(Location labeling records)
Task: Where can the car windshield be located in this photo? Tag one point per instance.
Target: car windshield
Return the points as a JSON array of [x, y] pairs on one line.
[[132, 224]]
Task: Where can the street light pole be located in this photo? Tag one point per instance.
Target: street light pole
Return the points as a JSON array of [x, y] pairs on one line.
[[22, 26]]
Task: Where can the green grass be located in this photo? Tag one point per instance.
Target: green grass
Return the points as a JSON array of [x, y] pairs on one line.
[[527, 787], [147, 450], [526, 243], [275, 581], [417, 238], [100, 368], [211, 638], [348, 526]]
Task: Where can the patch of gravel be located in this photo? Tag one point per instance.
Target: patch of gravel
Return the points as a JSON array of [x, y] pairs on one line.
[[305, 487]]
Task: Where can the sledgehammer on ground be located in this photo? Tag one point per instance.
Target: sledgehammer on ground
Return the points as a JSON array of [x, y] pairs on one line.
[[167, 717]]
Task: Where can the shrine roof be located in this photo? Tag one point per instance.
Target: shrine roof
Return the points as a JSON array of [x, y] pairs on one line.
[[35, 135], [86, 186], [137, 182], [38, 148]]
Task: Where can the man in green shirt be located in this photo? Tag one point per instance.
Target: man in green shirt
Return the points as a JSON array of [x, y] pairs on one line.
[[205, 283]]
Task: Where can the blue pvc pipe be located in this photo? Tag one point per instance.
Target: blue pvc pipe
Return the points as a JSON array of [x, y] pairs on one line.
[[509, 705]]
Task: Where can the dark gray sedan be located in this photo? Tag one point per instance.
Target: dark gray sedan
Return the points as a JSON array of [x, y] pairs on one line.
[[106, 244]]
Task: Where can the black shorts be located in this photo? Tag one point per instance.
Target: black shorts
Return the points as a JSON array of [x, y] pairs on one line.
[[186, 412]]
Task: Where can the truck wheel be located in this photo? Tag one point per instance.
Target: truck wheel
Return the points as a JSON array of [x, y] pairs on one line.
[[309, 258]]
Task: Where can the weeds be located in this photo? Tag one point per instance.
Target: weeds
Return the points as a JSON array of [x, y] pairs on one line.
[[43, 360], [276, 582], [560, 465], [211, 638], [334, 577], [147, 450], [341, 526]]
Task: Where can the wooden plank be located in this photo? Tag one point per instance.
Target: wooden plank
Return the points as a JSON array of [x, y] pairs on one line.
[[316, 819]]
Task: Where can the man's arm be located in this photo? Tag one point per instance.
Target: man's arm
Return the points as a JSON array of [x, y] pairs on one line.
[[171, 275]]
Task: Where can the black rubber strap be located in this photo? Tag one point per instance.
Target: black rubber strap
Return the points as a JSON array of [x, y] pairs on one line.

--

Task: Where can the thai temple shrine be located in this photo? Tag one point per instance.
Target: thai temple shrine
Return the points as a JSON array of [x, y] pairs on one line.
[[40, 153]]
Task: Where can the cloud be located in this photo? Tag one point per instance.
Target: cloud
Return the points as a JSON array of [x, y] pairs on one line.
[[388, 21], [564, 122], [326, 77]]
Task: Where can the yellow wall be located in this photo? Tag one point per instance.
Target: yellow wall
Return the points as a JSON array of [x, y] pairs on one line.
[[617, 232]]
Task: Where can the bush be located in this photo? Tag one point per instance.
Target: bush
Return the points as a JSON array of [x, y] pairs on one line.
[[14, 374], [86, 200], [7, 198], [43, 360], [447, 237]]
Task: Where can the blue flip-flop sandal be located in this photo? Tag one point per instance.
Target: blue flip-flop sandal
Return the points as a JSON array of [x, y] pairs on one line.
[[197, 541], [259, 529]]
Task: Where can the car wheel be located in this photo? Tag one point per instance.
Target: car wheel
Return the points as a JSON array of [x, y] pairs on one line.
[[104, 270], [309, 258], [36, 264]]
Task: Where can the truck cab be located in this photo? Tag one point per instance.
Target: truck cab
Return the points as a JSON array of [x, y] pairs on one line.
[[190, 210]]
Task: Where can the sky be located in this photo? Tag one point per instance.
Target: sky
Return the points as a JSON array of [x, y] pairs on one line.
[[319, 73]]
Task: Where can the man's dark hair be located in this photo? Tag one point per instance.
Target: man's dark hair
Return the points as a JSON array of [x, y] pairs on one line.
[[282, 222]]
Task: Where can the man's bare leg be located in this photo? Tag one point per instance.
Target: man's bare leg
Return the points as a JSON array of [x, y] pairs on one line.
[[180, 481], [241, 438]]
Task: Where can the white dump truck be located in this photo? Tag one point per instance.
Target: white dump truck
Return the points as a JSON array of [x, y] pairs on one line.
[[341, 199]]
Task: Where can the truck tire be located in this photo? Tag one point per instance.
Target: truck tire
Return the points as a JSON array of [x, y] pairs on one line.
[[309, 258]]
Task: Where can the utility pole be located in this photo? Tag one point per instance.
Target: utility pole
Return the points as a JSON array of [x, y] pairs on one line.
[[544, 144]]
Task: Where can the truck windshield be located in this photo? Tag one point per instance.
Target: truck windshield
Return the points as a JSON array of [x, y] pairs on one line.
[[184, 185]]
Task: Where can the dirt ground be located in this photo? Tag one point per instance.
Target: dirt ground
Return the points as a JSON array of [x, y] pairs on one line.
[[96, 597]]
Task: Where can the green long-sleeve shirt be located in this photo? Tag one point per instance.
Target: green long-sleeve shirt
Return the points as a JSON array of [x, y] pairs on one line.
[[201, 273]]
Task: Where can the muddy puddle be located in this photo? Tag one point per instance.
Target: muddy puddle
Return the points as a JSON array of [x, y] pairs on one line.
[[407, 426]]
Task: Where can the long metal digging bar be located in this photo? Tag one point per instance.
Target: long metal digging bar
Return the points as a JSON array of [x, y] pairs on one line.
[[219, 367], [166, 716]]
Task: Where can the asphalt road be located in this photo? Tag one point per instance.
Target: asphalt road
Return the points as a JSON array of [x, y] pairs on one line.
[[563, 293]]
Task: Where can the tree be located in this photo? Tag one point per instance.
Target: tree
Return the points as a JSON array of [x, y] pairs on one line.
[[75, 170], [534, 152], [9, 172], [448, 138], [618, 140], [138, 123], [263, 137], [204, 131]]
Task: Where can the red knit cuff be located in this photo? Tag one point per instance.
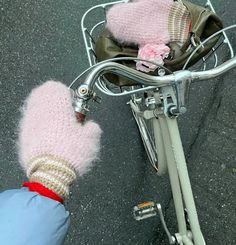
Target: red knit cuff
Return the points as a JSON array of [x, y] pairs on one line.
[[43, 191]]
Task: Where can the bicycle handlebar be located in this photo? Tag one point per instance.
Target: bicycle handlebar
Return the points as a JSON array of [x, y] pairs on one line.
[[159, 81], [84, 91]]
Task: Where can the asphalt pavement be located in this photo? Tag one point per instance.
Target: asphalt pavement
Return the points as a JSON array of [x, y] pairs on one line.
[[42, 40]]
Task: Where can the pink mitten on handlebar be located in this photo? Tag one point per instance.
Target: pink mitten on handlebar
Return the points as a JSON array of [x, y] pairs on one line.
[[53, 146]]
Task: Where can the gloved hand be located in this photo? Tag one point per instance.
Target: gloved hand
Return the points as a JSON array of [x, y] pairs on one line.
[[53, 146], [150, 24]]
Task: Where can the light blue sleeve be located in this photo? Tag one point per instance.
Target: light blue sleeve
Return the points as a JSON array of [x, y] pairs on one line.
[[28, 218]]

--

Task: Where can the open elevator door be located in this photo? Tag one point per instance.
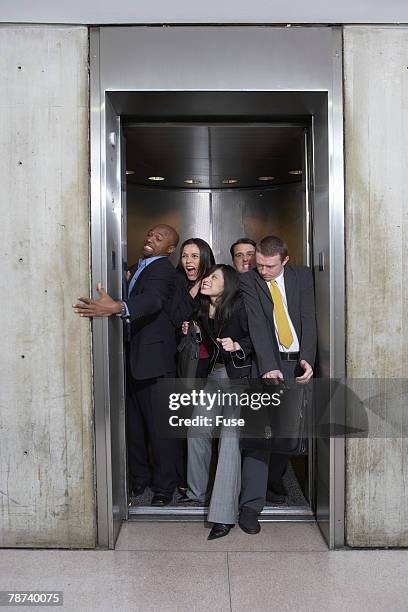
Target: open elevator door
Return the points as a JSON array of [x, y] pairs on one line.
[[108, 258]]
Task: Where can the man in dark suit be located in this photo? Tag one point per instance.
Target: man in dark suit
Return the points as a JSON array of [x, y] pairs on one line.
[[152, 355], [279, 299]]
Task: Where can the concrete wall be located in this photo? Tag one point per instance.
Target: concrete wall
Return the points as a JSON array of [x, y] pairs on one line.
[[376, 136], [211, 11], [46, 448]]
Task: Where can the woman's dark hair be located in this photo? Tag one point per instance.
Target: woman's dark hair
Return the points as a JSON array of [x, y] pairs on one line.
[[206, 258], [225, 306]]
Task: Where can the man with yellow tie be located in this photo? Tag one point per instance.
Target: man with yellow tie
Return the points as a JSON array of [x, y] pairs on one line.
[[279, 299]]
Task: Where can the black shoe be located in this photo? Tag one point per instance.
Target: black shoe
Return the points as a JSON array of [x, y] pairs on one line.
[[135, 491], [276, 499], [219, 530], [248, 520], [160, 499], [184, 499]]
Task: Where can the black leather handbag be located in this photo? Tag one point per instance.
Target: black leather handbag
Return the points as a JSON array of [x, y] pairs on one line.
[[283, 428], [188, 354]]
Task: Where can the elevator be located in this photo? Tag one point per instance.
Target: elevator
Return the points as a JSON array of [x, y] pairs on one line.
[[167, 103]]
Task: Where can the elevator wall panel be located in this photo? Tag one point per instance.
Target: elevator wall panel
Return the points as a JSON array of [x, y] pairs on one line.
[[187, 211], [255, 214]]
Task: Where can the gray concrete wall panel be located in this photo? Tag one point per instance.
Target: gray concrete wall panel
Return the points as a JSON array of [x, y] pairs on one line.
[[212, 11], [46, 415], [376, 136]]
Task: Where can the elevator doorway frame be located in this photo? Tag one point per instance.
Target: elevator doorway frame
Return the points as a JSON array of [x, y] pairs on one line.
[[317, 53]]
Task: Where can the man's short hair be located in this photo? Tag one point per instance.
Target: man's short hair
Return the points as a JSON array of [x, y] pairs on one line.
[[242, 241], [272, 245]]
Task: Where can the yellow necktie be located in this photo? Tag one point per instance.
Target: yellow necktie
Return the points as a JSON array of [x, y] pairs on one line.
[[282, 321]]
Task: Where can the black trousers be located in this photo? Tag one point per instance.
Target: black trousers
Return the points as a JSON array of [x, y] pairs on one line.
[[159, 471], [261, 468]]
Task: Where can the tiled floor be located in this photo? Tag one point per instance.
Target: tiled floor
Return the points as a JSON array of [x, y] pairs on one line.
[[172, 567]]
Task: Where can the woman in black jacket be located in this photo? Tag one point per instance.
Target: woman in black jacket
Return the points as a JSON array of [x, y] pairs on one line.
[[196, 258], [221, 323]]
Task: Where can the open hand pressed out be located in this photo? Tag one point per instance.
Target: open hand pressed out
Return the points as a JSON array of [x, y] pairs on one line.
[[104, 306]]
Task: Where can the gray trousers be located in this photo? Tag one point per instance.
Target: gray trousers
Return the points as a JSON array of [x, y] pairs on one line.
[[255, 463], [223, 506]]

**Exercise instructions**
Update the part that opens with the line containing "Task: Where can the concrete" and closes with the line containing "[[376, 136], [211, 11], [46, 448]]" by replacing "concrete wall" with "brick wall" and leaving everything else unchanged. Return only those lines.

**Exercise result**
Task: Where can the brick wall be located in this photo? Tag one point per instance.
Target: brick wall
Return the points as a JSON array of [x, y] pairs on one line.
[[376, 136], [211, 11], [46, 448]]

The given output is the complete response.